GOALS –
A - Reproduce the Rudolph Isley obituary from "Rudolph Isley obituary" up to and including "died aged 84.".
B - Translate this sentence from the Rudolph Isley obituary into Spanish: "His occasional appearances as lead singer included It’s a Disco Night, a Top 20 hit in the UK at the height of the disco era in 1979."
C - Pick up the Rudolph Isley obituary after its last sentence and keep writing.

DOCUMENT –
★ ★ ★ ★

Rudolph Isley obituary

Rudolph Isley, with cane, and from left, O'Kelly Isley, Ernie Isley, Chris Jasper, Ronald Isley and Marvin Isley,  February 1978.
Rudolph Isley, with cane, and from left, O'Kelly Isley, Ernie Isley, Chris Jasper, Ronald Isley and Marvin Isley, February 1978. Photograph: Michael Ochs Archives/Getty Images

In their prime, when they were making such global hits as That Lady and Harvest for the World, the most physically imposing of the Isley Brothers – sharply bearded, stern of countenance, wearing embroidered capes and shirts with billowing collars, and carrying a jewelled walking cane that might have been the symbol of office of an elder of the group – was Rudolph Isley, who has died aged 84.

The Isleys had the distinction of enjoying hits across six consecutive decades, from Shout in 1959 to Contagious in 2001, after Rudolph had departed. Spanning the evolution in Black American popular music from doo-wop to hip-hop, their successes during his active years included genre-defining hits with This Old Heart of Mine (1966), a Motown classic, the funk favourite It’s Your Thing (1969), and the boudoir soul of Between the Sheets (1983).

Although not their regular lead voice, a function belonging to his younger brother Ronald, Rudolph was present from their beginnings in 1954 until he left to become a Baptist minister in 1989. His occasional appearances as lead singer included It’s a Disco Night, a Top 20 hit in the UK at the height of the disco era in 1979.

★ ★ ★ ★

GIVEN RECORDS –

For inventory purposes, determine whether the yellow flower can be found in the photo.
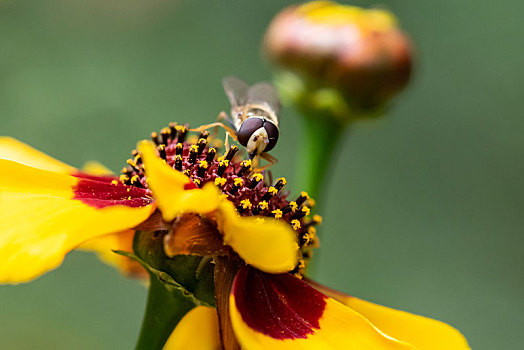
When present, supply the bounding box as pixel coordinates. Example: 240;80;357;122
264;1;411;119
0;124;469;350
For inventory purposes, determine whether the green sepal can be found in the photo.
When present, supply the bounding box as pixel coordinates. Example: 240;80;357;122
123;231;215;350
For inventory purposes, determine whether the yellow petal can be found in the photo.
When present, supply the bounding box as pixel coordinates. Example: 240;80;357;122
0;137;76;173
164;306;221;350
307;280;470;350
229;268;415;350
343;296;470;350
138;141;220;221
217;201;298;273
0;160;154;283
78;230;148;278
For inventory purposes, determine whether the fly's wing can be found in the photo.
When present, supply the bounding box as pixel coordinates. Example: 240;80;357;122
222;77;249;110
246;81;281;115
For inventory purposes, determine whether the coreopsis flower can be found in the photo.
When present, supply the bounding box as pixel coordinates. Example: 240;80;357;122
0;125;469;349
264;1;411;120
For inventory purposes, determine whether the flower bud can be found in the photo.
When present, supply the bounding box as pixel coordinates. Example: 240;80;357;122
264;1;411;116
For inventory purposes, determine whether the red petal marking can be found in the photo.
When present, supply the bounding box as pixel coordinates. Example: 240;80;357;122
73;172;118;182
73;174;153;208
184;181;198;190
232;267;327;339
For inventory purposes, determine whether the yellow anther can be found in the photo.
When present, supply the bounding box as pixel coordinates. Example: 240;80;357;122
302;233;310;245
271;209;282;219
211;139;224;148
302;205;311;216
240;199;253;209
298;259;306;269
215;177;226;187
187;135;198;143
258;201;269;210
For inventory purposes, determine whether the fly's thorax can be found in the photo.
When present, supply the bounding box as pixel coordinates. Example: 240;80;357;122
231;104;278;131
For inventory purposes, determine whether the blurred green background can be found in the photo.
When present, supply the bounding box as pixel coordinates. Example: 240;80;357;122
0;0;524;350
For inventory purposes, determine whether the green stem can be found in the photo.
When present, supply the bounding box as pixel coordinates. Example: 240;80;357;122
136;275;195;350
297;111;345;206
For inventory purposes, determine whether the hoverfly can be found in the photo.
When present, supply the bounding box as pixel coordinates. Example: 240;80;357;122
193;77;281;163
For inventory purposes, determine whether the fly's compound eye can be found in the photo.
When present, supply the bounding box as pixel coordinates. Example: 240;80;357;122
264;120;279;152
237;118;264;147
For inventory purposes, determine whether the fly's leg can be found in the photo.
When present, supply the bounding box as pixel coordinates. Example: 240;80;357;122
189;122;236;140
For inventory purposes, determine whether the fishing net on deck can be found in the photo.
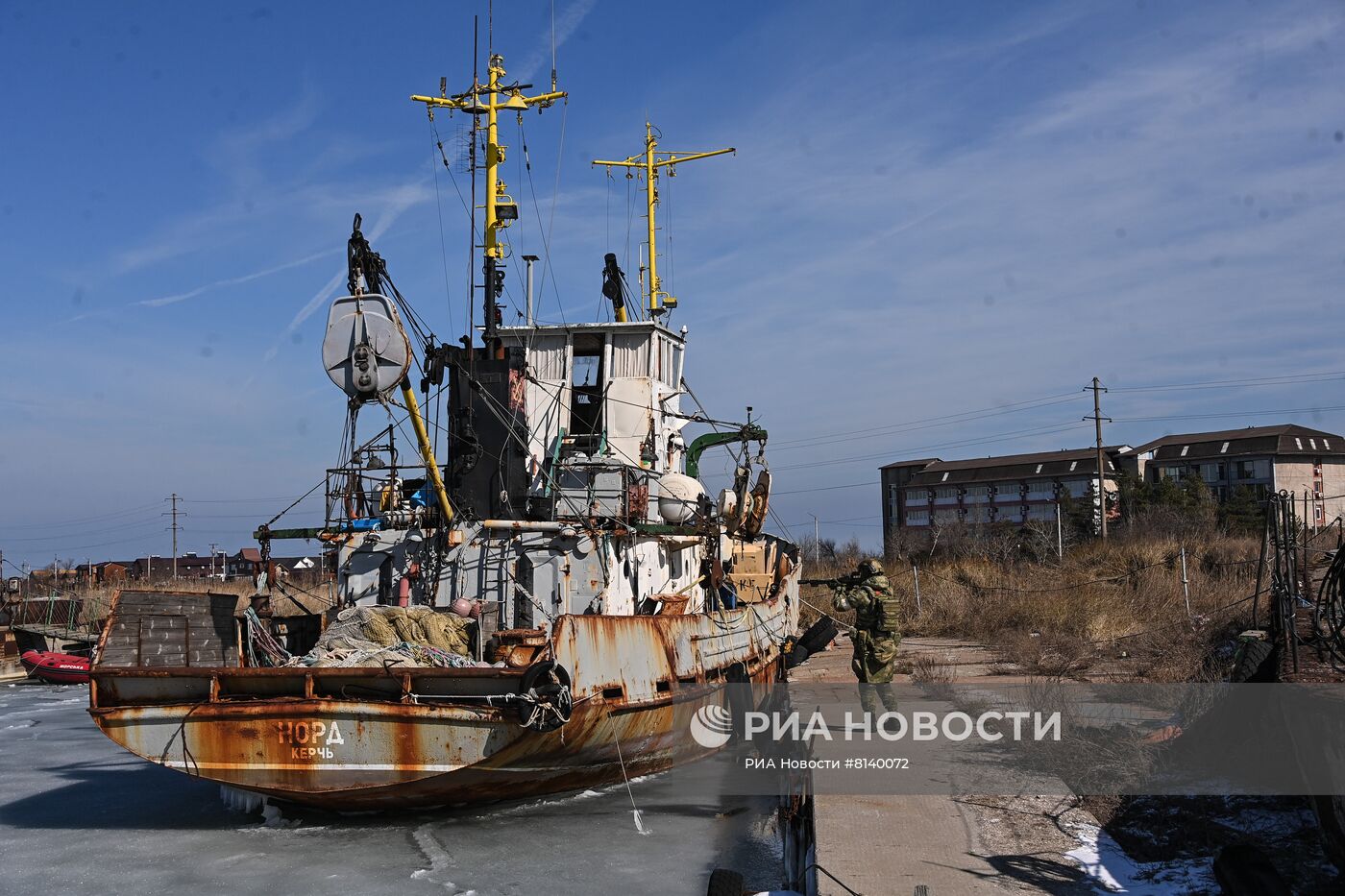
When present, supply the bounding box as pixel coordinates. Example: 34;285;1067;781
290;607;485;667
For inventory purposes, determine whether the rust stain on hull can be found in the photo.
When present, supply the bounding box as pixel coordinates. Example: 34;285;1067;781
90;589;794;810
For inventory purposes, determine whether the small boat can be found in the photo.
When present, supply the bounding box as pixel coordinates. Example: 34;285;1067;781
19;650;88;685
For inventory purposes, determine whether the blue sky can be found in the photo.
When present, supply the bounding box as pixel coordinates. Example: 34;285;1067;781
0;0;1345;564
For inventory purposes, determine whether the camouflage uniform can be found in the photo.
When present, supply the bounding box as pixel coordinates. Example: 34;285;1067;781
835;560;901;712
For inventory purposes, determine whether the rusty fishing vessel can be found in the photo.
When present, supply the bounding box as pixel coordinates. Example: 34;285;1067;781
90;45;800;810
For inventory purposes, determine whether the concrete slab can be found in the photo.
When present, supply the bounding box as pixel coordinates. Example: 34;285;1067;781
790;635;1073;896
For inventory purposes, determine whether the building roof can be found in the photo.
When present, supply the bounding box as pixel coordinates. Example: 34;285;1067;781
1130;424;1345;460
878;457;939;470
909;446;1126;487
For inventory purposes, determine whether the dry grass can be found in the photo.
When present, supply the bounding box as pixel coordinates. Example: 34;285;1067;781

★ ★ ★ ★

ANSWER SET –
A -
Rudolph Isley obituary

Rudolph Isley, with cane, and from left, O'Kelly Isley, Ernie Isley, Chris Jasper, Ronald Isley and Marvin Isley,  February 1978.
Rudolph Isley, with cane, and from left, O'Kelly Isley, Ernie Isley, Chris Jasper, Ronald Isley and Marvin Isley, February 1978. Photograph: Michael Ochs Archives/Getty Images

In their prime, when they were making such global hits as That Lady and Harvest for the World, the most physically imposing of the Isley Brothers – sharply bearded, stern of countenance, wearing embroidered capes and shirts with billowing collars, and carrying a jewelled walking cane that might have been the symbol of office of an elder of the group – was Rudolph Isley, who has died aged 84.

B - Entre sus apariciones ocasionales como cantante principal figuró It’s a Disco Night, un éxito del Top 20 en el Reino Unido en pleno auge de la música disco, en 1979.

C -
Church was where the brothers had first sung, during their childhood in Cincinnati, Ohio, under the supervision of their mother, Sallye (nee Bell), and their father, O’Kelly Isley, a former US Navy sailor and vaudeville performer. Vernon was the original lead singer when they made their debut in 1954, at first supported by his brothers Rudolph and O’Kelly Jr, with Ronald joining two years later. When Vernon was killed in a road accident, aged 13, Ronald took over.

From left: Rudolph, Ronald and O’Kelly Jr.
From left: Rudolph, Ronald and O’Kelly Jr. Photograph: Michael Ochs Archives/Getty Images

In 1957, after their father’s death, they moved to New York, where they took their gospel roots to secular R&B in recordings for several small labels, including Gone Records, run by George Goldner, who had discovered Frankie Lymon and the Teenagers. But it was not until they were signed by the team of Hugo (Peretti) and Luigi (Creatore), Sam Cooke’s producers, that they made an impact.

Peretti and Creatore had watched them rousing the audience at the Apollo theatre in Harlem with an extended routine based on the ecstatic up-tempo call-and-response of Baptist services. Acting on the suggestion that they might turn it into a song, the three brothers came up with Shout, released in full over two sides of an RCA Victor 45 in 1959. It reached the US Top 50, attracting accusations of blasphemy from churches objecting to its use of the gospel idiom, while providing a template for a generation of young, white rock and pop musicians keen to exploit the emotional fervour of Black music. Among many cover versions was that of Lulu, the Scottish singer, whose career was launched when she reached the UK Top 10 with the song in 1964.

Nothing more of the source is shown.